> **Problem description**
Skip the images and repeat every entry word for word.

> **Provided records**

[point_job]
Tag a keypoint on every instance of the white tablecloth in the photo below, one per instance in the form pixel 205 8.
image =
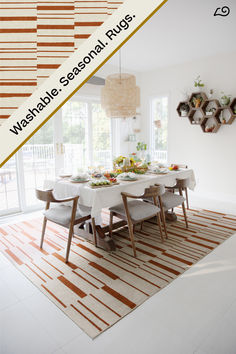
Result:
pixel 97 199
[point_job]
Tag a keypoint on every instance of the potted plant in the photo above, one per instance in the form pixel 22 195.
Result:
pixel 184 109
pixel 225 99
pixel 198 83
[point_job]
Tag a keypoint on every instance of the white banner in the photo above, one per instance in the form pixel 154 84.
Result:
pixel 73 73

> **Task answer**
[point_job]
Tag a keypoint on every instance of the white tablecloth in the photo below, one per instance in the form pixel 205 8.
image =
Result:
pixel 97 199
[point_job]
Tag a keypoint on every instance of the potted plant in the photo above, one per instance in the form pixel 22 195.
Result:
pixel 184 109
pixel 225 99
pixel 198 83
[point_job]
Tag a keypoint on every instance of the white banner in the photo above, one per instance in the form pixel 154 84.
Result:
pixel 73 73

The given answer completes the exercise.